TÂCHES DEMANDÉES
1. D'après l'article sur la bande dessinée québécoise, quel établissement offre l'unique programme de formation universitaire en bande dessinée au Canada ?
2. Poursuivez l'article sur la bande dessinée québécoise à la suite de sa dernière phrase.

TEXTE DE LA PAGE
· · ·
Actualité

Les auteurs québécois profitent de la reconnaissance et de l’expansion de la BD

Par Marianne St-Jacques le 7 mars 2010                      Lien  
Avec Montréal et Québec, la ville de Gatineau est un centre important dans le milieu québécois de la bande dessinée. En plus d’offrir l’unique programme de formation universitaire en bande dessinée au Canada (Université du Québec en Outaouais), la ville tient à chaque automne un Rendez-vous international parrainé par le Salon du livre de l’Outaouais qui, pour sa part, a eu lieu du 25 au 28 février dernier. Comme à l’habitude, le Neuvième art avait sa place et ActuaBD.com y était présent.
· · ·
DONNÉES PRÉSENTÉES

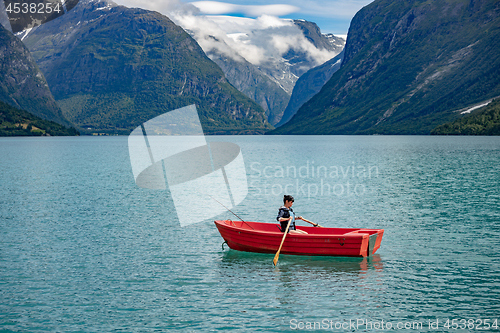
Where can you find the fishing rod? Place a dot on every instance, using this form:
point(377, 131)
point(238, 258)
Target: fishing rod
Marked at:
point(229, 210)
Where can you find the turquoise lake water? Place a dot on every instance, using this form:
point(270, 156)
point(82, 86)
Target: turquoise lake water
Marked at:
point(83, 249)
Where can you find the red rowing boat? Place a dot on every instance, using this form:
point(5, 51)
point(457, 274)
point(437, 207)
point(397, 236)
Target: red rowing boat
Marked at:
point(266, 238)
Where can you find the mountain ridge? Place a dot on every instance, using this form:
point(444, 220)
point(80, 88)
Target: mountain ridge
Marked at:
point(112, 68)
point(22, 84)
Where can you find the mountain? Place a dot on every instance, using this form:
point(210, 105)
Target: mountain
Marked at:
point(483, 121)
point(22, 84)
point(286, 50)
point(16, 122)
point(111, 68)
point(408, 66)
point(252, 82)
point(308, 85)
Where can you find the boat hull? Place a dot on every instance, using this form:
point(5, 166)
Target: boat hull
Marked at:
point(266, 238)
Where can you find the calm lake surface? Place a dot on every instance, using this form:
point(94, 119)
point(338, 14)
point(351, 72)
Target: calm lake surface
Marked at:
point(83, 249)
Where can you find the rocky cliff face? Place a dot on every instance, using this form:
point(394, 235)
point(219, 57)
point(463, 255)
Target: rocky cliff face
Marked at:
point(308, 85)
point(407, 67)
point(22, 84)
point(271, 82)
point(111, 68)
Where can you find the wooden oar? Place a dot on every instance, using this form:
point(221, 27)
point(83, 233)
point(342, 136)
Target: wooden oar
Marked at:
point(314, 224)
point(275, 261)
· · ·
RÉPONSES RÉDIGÉES
1. L'Université du Québec en Outaouais.

2.
Parmi les auteurs présents cette année, on pouvait compter : Michel Rabagliati, invité d’honneur du salon (catégorie bande dessinée) et lauréat du « Prix du public » d’Angoulême 2010 pour son album Paul à Québec (La Pastèque), de même que Tristan Demers (Gargouille, Boomerang), Stéphane Dompierre (Jeunauteur, Québec Amérique), Michèle Laframboise (Le Jardin du général, Fichtre), Stéphanie Leduc (Titi Krapouti, Glénat Québec), Christian Quesnel (La Machine du Bonhomme Sept-heures, Premières lignes), Eva Rollin (Mademoiselle, Glénat Québec), Jocelyn Jalette (La République assassinée des Patriotes, Soleil de minuit) et Christ Oliver (Imagination contre les pigeons sp@mmeurs, Vermillon). Les caricaturistes Bado et Robert Lafontaine étaient également présents lors de l’évènement « Caricature et BD, même folie », au cours duquel ils étaient invités à se mesurer à l’illustrateur Éric Péladeau (Léo Lalune, Vermillon). À ces auteurs vient bien sûr s’ajouter Paul Roux (Ariane et Nicolas, BD Mille-Îles), coordonnateur de la programmation BD du salon et responsable du Rendez-vous international de la BD de Gatineau.

Les 1001 visages de l’humour

Le 31e Salon du livre de l’Outaouais a également permis de tenir l’exposition « 1001Visages : exposition de dessins d’humour et de caricatures », une exposition internationale présentée par l’Espacémi (École multidisciplinaire de l’image) de l’Université du Québec en Outaouais (UQO) et par les 1001Visages, un regroupement de dessinateurs québécois.

Les auteurs québécois profitent de la reconnaissance et de l'expansion de la BD
Exposition de caricatures et de dessins d’humour « 1001Visages »
(Photo : Marianne St-Jacques)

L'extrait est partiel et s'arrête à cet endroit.